> _What this task involves_
Output every line below without omitting or altering anything.

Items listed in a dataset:
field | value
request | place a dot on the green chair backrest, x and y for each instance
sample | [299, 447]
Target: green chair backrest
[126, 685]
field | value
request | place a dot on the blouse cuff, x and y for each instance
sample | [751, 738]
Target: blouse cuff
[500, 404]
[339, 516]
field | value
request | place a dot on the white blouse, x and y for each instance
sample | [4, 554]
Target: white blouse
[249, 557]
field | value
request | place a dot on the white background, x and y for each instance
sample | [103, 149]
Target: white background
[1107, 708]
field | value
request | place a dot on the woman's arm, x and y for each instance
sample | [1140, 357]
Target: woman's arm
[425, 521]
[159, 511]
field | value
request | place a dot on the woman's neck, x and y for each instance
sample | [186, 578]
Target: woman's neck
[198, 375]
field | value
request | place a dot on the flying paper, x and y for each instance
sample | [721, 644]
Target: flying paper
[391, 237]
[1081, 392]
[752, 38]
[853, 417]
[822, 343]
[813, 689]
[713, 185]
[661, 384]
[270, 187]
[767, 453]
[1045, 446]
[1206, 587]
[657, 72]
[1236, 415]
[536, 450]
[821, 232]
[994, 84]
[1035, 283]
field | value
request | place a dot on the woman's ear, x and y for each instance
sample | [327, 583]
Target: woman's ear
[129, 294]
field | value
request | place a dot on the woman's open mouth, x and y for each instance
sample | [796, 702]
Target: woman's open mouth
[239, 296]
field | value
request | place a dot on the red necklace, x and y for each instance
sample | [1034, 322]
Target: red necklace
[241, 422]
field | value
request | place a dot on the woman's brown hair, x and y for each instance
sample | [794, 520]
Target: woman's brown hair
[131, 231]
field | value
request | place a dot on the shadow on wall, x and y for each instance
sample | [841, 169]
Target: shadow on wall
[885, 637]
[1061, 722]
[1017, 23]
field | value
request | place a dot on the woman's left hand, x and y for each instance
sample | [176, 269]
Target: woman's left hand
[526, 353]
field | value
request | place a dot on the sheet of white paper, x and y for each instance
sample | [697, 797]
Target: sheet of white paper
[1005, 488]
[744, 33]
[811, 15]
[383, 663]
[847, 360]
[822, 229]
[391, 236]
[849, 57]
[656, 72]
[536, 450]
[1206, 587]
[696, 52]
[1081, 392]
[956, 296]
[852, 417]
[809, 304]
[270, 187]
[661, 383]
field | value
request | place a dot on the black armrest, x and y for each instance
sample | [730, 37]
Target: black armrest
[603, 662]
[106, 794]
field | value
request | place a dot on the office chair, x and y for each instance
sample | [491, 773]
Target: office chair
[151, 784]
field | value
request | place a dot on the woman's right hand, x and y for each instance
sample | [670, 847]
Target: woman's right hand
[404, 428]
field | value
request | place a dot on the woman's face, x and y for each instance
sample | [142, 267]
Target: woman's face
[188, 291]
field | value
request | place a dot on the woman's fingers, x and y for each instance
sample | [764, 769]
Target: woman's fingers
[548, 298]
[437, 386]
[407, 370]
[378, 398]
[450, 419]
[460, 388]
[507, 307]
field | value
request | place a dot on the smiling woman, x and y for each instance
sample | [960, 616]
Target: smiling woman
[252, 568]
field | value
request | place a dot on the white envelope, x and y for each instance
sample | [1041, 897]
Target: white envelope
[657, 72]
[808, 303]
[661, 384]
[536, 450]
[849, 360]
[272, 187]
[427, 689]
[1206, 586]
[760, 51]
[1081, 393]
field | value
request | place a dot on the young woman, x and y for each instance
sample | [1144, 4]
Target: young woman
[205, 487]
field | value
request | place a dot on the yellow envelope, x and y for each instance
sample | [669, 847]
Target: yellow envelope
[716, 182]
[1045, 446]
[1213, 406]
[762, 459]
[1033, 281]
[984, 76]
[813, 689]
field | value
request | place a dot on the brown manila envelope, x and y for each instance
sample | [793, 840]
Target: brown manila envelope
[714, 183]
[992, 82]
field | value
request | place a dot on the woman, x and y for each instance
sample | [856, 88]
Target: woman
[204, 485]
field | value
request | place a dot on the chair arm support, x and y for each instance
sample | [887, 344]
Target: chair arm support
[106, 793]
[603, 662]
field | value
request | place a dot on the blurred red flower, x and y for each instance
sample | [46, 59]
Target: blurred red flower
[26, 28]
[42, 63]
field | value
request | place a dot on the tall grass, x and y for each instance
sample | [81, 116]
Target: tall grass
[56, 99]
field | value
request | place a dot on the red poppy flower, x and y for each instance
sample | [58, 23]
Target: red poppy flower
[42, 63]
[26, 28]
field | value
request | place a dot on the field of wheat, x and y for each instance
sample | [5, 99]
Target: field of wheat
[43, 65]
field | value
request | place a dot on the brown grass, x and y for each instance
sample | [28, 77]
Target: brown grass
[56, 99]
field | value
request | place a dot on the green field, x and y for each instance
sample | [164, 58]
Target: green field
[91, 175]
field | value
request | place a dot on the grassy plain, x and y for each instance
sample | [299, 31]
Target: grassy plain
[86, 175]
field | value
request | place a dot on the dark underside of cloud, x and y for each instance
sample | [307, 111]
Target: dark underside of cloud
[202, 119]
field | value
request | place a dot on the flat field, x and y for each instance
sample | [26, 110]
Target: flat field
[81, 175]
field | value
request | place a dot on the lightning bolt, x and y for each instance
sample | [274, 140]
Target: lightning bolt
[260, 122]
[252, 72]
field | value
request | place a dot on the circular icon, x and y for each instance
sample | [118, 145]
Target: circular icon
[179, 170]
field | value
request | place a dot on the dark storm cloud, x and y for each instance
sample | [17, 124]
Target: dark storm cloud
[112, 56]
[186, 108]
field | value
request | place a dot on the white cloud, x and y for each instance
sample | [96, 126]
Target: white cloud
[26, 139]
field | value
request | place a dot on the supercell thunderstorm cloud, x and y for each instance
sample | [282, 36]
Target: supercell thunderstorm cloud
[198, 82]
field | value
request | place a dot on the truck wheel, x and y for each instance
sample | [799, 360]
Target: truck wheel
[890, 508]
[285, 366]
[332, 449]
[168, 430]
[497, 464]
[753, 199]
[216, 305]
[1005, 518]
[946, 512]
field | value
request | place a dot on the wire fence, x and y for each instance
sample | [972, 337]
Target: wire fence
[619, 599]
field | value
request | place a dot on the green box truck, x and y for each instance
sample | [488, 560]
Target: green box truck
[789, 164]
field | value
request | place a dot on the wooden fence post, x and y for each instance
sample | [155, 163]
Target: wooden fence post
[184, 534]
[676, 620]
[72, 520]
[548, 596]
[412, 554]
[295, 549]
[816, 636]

> _Result below_
field | value
request | place a dot on the green chair backrest, x and y for each instance
sample | [299, 447]
Target: green chair backrest
[126, 685]
field | value
request | place a dot on the blouse cuff, x and y for each instance
sample | [751, 738]
Target: blouse cuff
[500, 404]
[339, 516]
field | value
request | place a dot on the white blouse, x and y for each instance
sample | [4, 554]
Target: white blouse
[249, 557]
field | value
request | place a dot on the white background, x and y for each instance
sample | [103, 149]
Target: white background
[1107, 708]
field | value
request | place a dot on the woman's arm, x and y for each instance
sample | [1140, 357]
Target: woman's arm
[425, 521]
[159, 511]
field | value
request | place a dot on the woman's neck, x and y for each instance
sample | [186, 578]
Target: woman's neck
[198, 375]
field | value
request | place a dot on the flying paper, x and y for each instance
sample | [721, 644]
Target: flying paper
[391, 237]
[1081, 392]
[752, 38]
[853, 417]
[822, 343]
[813, 689]
[713, 185]
[661, 384]
[270, 187]
[767, 453]
[1045, 446]
[1206, 587]
[657, 72]
[1236, 415]
[536, 450]
[821, 232]
[994, 84]
[1035, 283]
field | value
request | place a dot on the woman's ear, x and y for each instance
sample | [327, 583]
Target: woman's ear
[129, 294]
field | value
request | place a dot on the woman's open mouth, x and y for each instance
sample | [796, 702]
Target: woman's open mouth
[239, 296]
field | value
request | place a dot on the red necklace, x and y for each instance
sample | [1034, 322]
Target: red necklace
[241, 422]
field | value
request | place a dot on the woman's brown hair, x and y for each instance
sample | [794, 520]
Target: woman's brown hair
[131, 231]
field | value
request | place a dot on the shadow on wall, x and y for each instance
sample | [841, 169]
Target: shadow on wall
[885, 637]
[1061, 722]
[1017, 23]
field | value
request | place a dot on the woman's left hand, x and y for each instance
sample | [176, 269]
Target: woman's left hand
[526, 353]
field | value
request | place a dot on the sheet of white paper, x and y for each instance
sample | [697, 797]
Target: sheet of white paper
[1005, 488]
[744, 33]
[811, 15]
[383, 663]
[847, 360]
[822, 229]
[391, 236]
[849, 57]
[656, 72]
[536, 450]
[1206, 587]
[696, 52]
[1081, 392]
[956, 296]
[852, 417]
[809, 304]
[270, 187]
[661, 383]
field | value
request | place a dot on the black armrest, x and y for each instance
sample | [730, 37]
Target: black armrest
[603, 662]
[106, 794]
field | value
request | place a dot on the office chair, x and y for each instance
sample | [491, 773]
Target: office chair
[151, 784]
field | value
request | place a dot on the woman's right hand, x and y for each instance
sample | [670, 847]
Target: woman's right hand
[404, 428]
field | value
request | place a dot on the woman's face, x and y for each instance
sample | [142, 267]
Target: woman's face
[188, 291]
field | value
request | place a dot on the woman's fingers, x and y for each instance
sample | [764, 769]
Target: woman's fingers
[548, 298]
[437, 386]
[407, 370]
[378, 398]
[450, 419]
[460, 388]
[507, 307]
field | value
request | place a dot on the smiling woman, x and y for each instance
sample | [960, 616]
Target: smiling woman
[252, 568]
field | value
request | place a dot on the white envelope, x and y for each instance
sample | [1041, 897]
Target: white envelope
[657, 72]
[808, 303]
[661, 384]
[536, 450]
[849, 360]
[272, 187]
[427, 689]
[1206, 586]
[760, 51]
[1081, 393]
field | value
request | place a dot on the young woman, x and y for each instance
sample | [1144, 4]
Target: young woman
[205, 487]
field | value
request | place a dot on the yellow envelope, x and y for each instance
sample | [669, 847]
Target: yellow envelope
[716, 182]
[1045, 446]
[1213, 406]
[762, 459]
[1033, 281]
[984, 76]
[813, 689]
field | value
request | place a dot on the brown manila envelope, x and y for each instance
sample | [793, 840]
Target: brown manila envelope
[714, 183]
[992, 82]
field | value
request | place a dot on the woman, x and y for each instance
sample | [856, 88]
Target: woman
[204, 485]
field | value
request | place a dot on the chair arm support, x and y for each instance
sample | [887, 344]
Target: chair arm support
[106, 793]
[603, 662]
field | value
request | place a dot on the blurred red flower, x and y for each instance
sample | [46, 59]
Target: blurred red flower
[26, 28]
[42, 63]
field | value
request | place a dot on the tall grass, x and y for each instance
sample | [81, 116]
Target: tall grass
[56, 99]
field | value
request | place a dot on the red poppy flower, x and y for each instance
sample | [58, 23]
Target: red poppy flower
[42, 63]
[26, 28]
field | value
request | place a dot on the field of wheat, x and y for each instance
sample | [5, 99]
Target: field of wheat
[43, 65]
field | value
request | place a dot on the brown grass, x and y for each instance
sample | [28, 77]
Target: brown grass
[56, 99]
field | value
request | place a dot on the green field, x and y for each instance
sample | [164, 58]
Target: green field
[91, 175]
field | value
request | place a dot on the grassy plain, x and y for each instance
sample | [299, 31]
Target: grassy plain
[86, 175]
field | value
request | place a dot on the dark underside of cloud, x and y for each instance
sample | [307, 111]
Target: dark underside of cloud
[202, 119]
field | value
request | place a dot on the flat field, x and y for each instance
sample | [26, 110]
Target: flat field
[81, 175]
field | value
request | place a dot on the lightning bolt, x and y for each instance
sample | [274, 140]
Target: lightning bolt
[260, 122]
[252, 72]
field | value
request | place a dot on the circular icon, x and y for each instance
sample | [118, 145]
Target: circular icon
[179, 170]
field | value
request | place a dot on the dark storm cloud, x and y for each instance
sample | [17, 124]
Target: dark storm cloud
[112, 56]
[186, 108]
field | value
request | place a dot on the white cloud, x and y for each instance
sample | [96, 126]
Target: white cloud
[26, 139]
field | value
request | place a dot on the supercell thunderstorm cloud, x and y for each instance
sample | [282, 36]
Target: supercell thunderstorm cloud
[198, 82]
field | value
request | place a dot on the truck wheel, x and y for each instance
sample | [799, 360]
Target: truck wheel
[890, 508]
[285, 366]
[332, 449]
[168, 430]
[497, 464]
[753, 199]
[216, 305]
[1005, 518]
[946, 512]
field | value
request | place a dot on the wire fence, x and y for each instance
sample | [972, 337]
Target: wire fence
[619, 599]
field | value
request | place a dot on the green box truck, x and y for each instance
sample | [488, 560]
Target: green box truck
[789, 164]
field | value
request | place a dot on the wooden fence post, x and y for each instance
sample | [155, 163]
Target: wooden fence post
[184, 534]
[676, 620]
[72, 520]
[548, 596]
[412, 554]
[295, 549]
[816, 636]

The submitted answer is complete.